## start RECORDS TO USE

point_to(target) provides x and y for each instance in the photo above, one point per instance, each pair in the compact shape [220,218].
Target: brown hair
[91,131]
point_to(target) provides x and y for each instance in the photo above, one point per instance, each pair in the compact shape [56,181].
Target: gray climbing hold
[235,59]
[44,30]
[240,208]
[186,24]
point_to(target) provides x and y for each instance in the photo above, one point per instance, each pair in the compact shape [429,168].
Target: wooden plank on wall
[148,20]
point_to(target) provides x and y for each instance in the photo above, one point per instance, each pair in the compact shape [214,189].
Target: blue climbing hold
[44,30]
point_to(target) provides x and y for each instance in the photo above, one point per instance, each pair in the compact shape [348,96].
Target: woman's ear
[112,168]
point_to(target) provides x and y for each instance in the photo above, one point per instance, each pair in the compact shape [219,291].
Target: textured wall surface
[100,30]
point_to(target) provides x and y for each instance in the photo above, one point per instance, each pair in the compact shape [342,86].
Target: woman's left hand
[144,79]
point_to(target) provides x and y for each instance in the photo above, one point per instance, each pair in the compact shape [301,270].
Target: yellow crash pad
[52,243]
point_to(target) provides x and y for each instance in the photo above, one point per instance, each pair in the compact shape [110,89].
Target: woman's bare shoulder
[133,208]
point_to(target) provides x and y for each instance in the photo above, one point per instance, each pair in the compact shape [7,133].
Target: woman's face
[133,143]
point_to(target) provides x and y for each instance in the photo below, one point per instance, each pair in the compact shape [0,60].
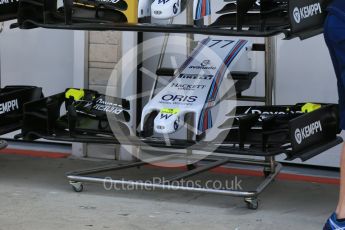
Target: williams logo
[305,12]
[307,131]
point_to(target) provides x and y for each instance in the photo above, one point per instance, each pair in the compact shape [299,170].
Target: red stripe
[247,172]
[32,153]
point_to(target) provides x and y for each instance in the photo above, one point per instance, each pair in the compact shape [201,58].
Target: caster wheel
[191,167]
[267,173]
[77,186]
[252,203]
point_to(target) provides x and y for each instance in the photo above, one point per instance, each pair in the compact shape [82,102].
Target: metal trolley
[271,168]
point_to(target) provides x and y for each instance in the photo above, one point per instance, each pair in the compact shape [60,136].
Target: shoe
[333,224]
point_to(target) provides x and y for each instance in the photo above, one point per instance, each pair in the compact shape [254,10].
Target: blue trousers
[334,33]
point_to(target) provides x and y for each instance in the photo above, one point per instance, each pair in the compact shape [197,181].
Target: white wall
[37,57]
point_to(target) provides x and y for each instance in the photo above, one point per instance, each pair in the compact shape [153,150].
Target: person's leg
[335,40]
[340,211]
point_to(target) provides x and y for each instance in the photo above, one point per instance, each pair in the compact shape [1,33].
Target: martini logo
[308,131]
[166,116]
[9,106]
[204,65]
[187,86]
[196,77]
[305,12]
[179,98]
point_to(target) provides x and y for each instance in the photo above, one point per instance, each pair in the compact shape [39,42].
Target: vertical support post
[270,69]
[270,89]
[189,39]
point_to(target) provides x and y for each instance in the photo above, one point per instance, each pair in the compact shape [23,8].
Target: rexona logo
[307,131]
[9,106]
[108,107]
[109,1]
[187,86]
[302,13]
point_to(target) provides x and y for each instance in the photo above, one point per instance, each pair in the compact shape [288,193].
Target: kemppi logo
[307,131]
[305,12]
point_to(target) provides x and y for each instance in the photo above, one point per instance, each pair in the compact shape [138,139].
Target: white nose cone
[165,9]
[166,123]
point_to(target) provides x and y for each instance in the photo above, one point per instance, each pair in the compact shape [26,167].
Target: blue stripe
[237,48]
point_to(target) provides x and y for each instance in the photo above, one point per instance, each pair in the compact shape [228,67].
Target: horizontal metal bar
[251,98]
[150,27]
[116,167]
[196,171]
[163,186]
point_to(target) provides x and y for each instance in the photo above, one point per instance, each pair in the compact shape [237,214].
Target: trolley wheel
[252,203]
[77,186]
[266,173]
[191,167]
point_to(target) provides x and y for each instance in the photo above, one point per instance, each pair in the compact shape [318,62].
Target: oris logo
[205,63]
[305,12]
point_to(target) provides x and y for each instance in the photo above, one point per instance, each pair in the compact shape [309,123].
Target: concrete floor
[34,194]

## end RECORDS TO USE

TASK BRIEF
Give again the lines from the line holding "compact shape [1,33]." through the close of the listing, both included, exactly as written and with nothing else.

COMPLETED EXERCISE
point_to(target) provides x and y for each instance in the photo above, one point per instance, each pair in the compact shape [1,33].
Target: martini logo
[308,131]
[166,116]
[9,106]
[204,65]
[187,86]
[196,77]
[305,12]
[179,98]
point_to(target) provides x and y for each instance in the photo above, one point per instance, each pair in the compact shape [39,42].
Target: vertical support post
[270,69]
[270,89]
[189,39]
point_to(target) provides x and y for each instance in the photo above, one point per instance, each pair in the compact shape [23,8].
Target: rexona logo
[307,131]
[9,106]
[108,107]
[109,1]
[187,86]
[302,13]
point_to(target) provides x and y for each instance in the photo above, one point per instance, each pair in the compact shape [288,193].
Target: kemppi logo
[307,131]
[305,12]
point_to(target) provides x and y for each instance in the photo above, one point per instance, each pair in the compact shape [138,139].
Target: white nose cone
[165,9]
[166,123]
point_to(target) provides x and y for each instance in the photo above, one point per instance, each pair in the compact shape [26,167].
Target: blue stripe
[237,48]
point_to(target) provides x and y for each instance in the photo above, one point per instance, each pair in the compact shape [228,67].
Target: horizontal metal bar
[251,98]
[150,27]
[116,167]
[196,171]
[163,186]
point_to(target) provides x and y for each instance in the photo above, one point per instance, each pair in the compact shape [237,214].
Target: trolley wheel
[252,203]
[77,186]
[266,173]
[191,167]
point_to(target) provides x and y for each instance in the photo above, one point per instance, each pair in the compact shape [318,62].
Target: oris logo
[205,63]
[305,12]
point_to(target) provides x and y for each instance in the photo above, one point per instance, each pair in the compact shape [309,123].
Target: concrete floor
[34,194]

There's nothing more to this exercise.